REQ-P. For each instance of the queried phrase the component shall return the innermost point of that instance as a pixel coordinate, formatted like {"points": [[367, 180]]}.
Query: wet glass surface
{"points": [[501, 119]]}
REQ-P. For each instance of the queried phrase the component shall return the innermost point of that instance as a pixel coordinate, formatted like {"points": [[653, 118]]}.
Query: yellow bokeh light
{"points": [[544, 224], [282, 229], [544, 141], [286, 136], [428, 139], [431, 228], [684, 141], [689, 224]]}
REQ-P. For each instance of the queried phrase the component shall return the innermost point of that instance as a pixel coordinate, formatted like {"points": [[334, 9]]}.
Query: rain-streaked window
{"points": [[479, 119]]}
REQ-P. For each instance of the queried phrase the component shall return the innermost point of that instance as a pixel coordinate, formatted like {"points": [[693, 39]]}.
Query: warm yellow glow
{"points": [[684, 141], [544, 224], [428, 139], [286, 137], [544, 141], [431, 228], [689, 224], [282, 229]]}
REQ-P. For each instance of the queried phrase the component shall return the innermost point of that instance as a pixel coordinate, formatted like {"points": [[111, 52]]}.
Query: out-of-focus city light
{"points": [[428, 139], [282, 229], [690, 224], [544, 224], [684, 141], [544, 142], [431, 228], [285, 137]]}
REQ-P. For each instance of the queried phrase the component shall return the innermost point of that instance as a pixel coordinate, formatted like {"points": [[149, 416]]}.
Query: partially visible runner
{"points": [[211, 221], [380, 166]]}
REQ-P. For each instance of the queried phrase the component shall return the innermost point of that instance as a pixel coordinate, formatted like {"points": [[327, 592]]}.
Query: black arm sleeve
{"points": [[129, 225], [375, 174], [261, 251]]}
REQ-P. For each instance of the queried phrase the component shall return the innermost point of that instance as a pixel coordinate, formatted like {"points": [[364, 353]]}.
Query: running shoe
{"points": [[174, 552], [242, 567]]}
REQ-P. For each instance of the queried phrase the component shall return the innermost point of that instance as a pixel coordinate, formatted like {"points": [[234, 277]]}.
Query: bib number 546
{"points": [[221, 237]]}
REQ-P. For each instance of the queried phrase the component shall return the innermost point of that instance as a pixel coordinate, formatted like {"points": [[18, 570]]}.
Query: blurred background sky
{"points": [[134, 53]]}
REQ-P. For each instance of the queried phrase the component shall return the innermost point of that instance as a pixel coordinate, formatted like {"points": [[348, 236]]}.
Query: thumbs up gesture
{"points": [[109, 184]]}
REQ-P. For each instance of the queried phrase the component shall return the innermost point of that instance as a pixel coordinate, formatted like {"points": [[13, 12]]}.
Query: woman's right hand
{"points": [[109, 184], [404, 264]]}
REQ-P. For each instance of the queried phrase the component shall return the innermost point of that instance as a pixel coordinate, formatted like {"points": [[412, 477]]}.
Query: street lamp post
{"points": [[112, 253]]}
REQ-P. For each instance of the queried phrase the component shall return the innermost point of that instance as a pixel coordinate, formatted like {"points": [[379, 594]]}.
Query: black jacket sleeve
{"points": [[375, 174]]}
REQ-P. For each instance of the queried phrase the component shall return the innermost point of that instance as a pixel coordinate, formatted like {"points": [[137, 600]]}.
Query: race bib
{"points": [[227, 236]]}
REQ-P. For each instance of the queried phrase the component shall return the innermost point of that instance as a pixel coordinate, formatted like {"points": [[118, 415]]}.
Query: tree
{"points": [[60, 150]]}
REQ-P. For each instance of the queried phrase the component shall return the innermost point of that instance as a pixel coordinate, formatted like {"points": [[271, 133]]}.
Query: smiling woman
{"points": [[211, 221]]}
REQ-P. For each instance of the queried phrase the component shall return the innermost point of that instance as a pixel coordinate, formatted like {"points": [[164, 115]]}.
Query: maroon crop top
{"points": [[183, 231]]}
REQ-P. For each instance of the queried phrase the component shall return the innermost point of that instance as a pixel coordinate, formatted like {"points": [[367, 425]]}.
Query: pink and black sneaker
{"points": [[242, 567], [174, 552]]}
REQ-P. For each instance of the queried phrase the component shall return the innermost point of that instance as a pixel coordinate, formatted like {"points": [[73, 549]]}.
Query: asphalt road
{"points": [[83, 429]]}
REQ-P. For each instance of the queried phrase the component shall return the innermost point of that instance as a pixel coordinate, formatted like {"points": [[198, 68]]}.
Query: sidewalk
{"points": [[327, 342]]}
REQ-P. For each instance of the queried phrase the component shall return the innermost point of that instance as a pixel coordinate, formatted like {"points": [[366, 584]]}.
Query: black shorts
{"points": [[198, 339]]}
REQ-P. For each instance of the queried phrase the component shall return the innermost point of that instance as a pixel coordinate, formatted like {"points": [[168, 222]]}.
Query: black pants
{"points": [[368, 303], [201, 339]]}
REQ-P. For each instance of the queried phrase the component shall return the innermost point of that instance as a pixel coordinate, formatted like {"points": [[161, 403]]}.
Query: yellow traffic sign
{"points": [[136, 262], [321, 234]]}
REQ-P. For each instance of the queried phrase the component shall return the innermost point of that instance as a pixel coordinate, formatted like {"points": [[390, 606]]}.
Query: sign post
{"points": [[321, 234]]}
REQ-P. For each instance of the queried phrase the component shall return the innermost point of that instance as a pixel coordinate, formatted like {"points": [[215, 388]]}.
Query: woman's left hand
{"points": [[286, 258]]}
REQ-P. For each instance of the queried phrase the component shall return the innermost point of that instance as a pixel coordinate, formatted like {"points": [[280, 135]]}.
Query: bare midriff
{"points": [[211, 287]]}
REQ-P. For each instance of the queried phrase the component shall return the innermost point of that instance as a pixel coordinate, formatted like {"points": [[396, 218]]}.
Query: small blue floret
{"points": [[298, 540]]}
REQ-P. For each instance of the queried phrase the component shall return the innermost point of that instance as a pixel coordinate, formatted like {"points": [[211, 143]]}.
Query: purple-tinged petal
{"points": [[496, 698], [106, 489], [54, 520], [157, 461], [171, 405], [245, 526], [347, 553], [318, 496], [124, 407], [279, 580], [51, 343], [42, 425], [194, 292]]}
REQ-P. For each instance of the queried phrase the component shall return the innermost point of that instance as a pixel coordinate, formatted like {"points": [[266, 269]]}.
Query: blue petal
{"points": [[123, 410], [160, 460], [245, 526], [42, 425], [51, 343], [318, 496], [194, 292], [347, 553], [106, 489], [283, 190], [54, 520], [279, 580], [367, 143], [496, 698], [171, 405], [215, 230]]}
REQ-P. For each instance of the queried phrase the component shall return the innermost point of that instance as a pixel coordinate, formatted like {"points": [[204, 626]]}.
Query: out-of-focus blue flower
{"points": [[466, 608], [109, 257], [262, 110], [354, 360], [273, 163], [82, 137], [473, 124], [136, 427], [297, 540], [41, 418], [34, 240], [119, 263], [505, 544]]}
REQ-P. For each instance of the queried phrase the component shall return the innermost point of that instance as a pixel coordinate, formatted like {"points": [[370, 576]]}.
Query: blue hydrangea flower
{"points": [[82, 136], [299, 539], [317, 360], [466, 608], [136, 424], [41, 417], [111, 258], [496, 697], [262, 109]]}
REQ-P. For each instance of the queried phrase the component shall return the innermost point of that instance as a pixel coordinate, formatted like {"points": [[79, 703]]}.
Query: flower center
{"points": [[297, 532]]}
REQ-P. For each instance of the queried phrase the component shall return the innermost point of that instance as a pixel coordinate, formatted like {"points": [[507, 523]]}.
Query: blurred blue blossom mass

══════

▶ [Work to be completed]: Copy out the entire material verbatim.

▶ [Solved problem]:
REQ-P. For each instance of the queried phrase the component shall return the innermost point of that instance as a pixel coordinate, formatted like {"points": [[367, 180]]}.
Query: wet glass surface
{"points": [[501, 119]]}
REQ-P. For each instance of the queried phrase the component shall return the innermost point of that instance as a pixel coordinate, formatted like {"points": [[653, 118]]}.
Query: yellow bokeh light
{"points": [[544, 224], [282, 229], [544, 141], [286, 136], [428, 139], [431, 228], [684, 141], [689, 224]]}
REQ-P. For each instance of the queried phrase the component shall return the innermost point of that instance as a pixel coordinate, formatted like {"points": [[334, 9]]}.
Query: rain-streaked window
{"points": [[479, 119]]}
REQ-P. For each instance of the queried phrase the component shall return the innermost point of that instance as a pixel coordinate, formatted like {"points": [[693, 39]]}.
Query: warm yellow glow
{"points": [[684, 141], [544, 224], [428, 139], [286, 137], [544, 141], [431, 228], [689, 224], [282, 229]]}
REQ-P. For each instance of the queried phrase the component shall return the innermost point of that instance as a pixel coordinate, formatted like {"points": [[111, 52]]}.
Query: out-of-focus city light
{"points": [[428, 139], [282, 229], [690, 224], [544, 224], [684, 141], [544, 142], [431, 228], [285, 137]]}
REQ-P. For each instance of the queried phrase the component shall return the innermost point of that instance as a pixel coordinate, formatted like {"points": [[149, 416]]}.
Query: partially visible runner
{"points": [[211, 221], [380, 166]]}
REQ-P. For each instance of the queried phrase the component shall return the innermost point of that instance as a pixel coordinate, formatted like {"points": [[327, 592]]}.
Query: black arm sleeve
{"points": [[129, 225], [375, 174], [261, 251]]}
REQ-P. For each instance of the queried phrase the component shall return the innermost point of that instance as a pixel coordinate, formatted like {"points": [[364, 353]]}.
Query: running shoe
{"points": [[174, 552], [242, 567]]}
REQ-P. For each instance of the queried phrase the component shall return the innermost point of that instance as a pixel coordinate, formatted like {"points": [[234, 277]]}.
Query: bib number 546
{"points": [[221, 237]]}
REQ-P. For each instance of the queried phrase the component shall return the innermost point of that instance as a pixel coordinate, formatted like {"points": [[18, 570]]}.
Query: blurred background sky
{"points": [[134, 53]]}
REQ-P. For each instance of the queried phrase the component shall return the innermost point of that instance as a pixel coordinate, formatted like {"points": [[348, 236]]}.
Query: thumbs up gesture
{"points": [[109, 184]]}
REQ-P. For each instance of the queried phrase the component shall return the innermost point of that instance as a pixel coordinate, formatted like {"points": [[13, 12]]}.
Query: woman's right hand
{"points": [[109, 184], [404, 264]]}
REQ-P. For each instance of the queried phrase the component shall return the innermost point of that instance as a pixel coordinate, formatted like {"points": [[412, 477]]}.
Query: street lamp post
{"points": [[112, 253]]}
REQ-P. For each instance of the queried phrase the component shall return the innermost point of that instance as a pixel coordinate, formatted like {"points": [[379, 594]]}.
Query: black jacket sleeve
{"points": [[375, 174]]}
REQ-P. For each instance of the queried phrase the component shall return the innermost point of that instance as a pixel coordinate, formatted like {"points": [[137, 600]]}.
Query: race bib
{"points": [[227, 236]]}
REQ-P. For each instance of the queried phrase the component shall return the innermost point of that instance as a pixel coordinate, formatted like {"points": [[118, 415]]}.
Query: tree
{"points": [[60, 150]]}
REQ-P. For each instance of the queried phrase the component shall return the innermost point of that instance as a pixel coordinate, formatted like {"points": [[271, 133]]}.
Query: smiling woman
{"points": [[211, 221]]}
REQ-P. For each instance of the queried phrase the component shall return the innermost point of that instance as a pixel coordinate, formatted like {"points": [[164, 115]]}.
Query: maroon crop top
{"points": [[183, 231]]}
REQ-P. For each instance of the queried phrase the component shall return the innermost point of that instance as a pixel coordinate, formatted like {"points": [[367, 425]]}.
Query: pink and black sneaker
{"points": [[242, 567], [174, 552]]}
REQ-P. For each instance of the queried phrase the component shall return the innermost point of that instance as a pixel coordinate, formatted like {"points": [[73, 549]]}.
Query: asphalt road
{"points": [[83, 429]]}
REQ-P. For each instance of the queried phrase the component shall return the innermost point of that instance as a pixel coordinate, formatted like {"points": [[198, 68]]}.
Query: sidewalk
{"points": [[327, 342]]}
REQ-P. For each instance of the queried phrase the component shall return the innermost point of that instance as a pixel coordinate, formatted like {"points": [[366, 584]]}.
Query: black shorts
{"points": [[198, 339]]}
REQ-P. For each instance of the queried phrase the component shall return the innermost point of that instance as a pixel coordinate, formatted like {"points": [[168, 222]]}.
Query: black pants
{"points": [[368, 303], [201, 339]]}
REQ-P. For each instance of the queried phrase the component shall return the innermost point of that instance as a pixel coordinate, formatted like {"points": [[161, 403]]}.
Query: yellow traffic sign
{"points": [[136, 262], [321, 234]]}
REQ-P. For each instance of the queried phrase the component shall return the innermost point of that instance as a pixel coordinate, formatted like {"points": [[390, 606]]}.
Query: sign post
{"points": [[321, 234]]}
REQ-P. For each instance of the queried phrase the component shall return the innermost point of that instance as a pixel coordinate, formatted like {"points": [[215, 388]]}.
Query: woman's left hand
{"points": [[286, 258]]}
REQ-P. For each instance of the queried phrase the component shall return the innermost point of that instance as a pixel coordinate, formatted like {"points": [[280, 135]]}.
Query: bare midriff
{"points": [[211, 287]]}
REQ-P. For each instance of the queried phrase the component shall return the innermost point of that instance as a pixel coordinate, formatted like {"points": [[396, 218]]}.
Query: small blue floret
{"points": [[298, 540]]}
REQ-P. For each instance of the queried phrase the component shall return the innermost point of that instance as a pixel coordinate, formatted like {"points": [[211, 143]]}.
Query: purple-tinged petal
{"points": [[496, 698], [106, 489], [54, 520], [157, 461], [171, 405], [245, 526], [347, 553], [318, 496], [124, 407], [279, 580], [51, 343], [42, 425], [194, 292]]}
REQ-P. For each instance of the queried phrase the component shall return the innermost point of that instance as a pixel coordinate, formatted like {"points": [[266, 269]]}.
Query: blue petal
{"points": [[123, 410], [160, 460], [245, 526], [42, 425], [51, 343], [318, 496], [194, 292], [347, 553], [106, 489], [283, 190], [54, 520], [279, 580], [367, 143], [496, 698], [171, 405], [215, 230]]}
REQ-P. For each instance of the queried phrase the component shall return the innermost point of that instance as a pixel coordinate, formatted like {"points": [[204, 626]]}.
Query: out-of-focus blue flower
{"points": [[466, 608], [109, 257], [262, 110], [354, 360], [273, 163], [82, 137], [473, 124], [136, 427], [297, 540], [41, 418], [34, 240], [119, 263], [505, 544]]}
REQ-P. For each instance of the queried phrase the component shall return the innermost point of that instance as a pixel coordinate, formatted like {"points": [[370, 576]]}.
Query: blue hydrangea flower
{"points": [[82, 136], [299, 539], [317, 360], [466, 608], [136, 424], [41, 417], [111, 258], [496, 697], [262, 109]]}
REQ-P. For each instance of the queried phrase the component shall return the innermost point of that instance as a pixel coordinate, formatted like {"points": [[79, 703]]}.
Query: flower center
{"points": [[297, 532]]}
REQ-P. For each instance of the queried phrase the component shall return the innermost point of that instance as a pixel coordinate, formatted like {"points": [[507, 523]]}.
Query: blurred blue blossom mass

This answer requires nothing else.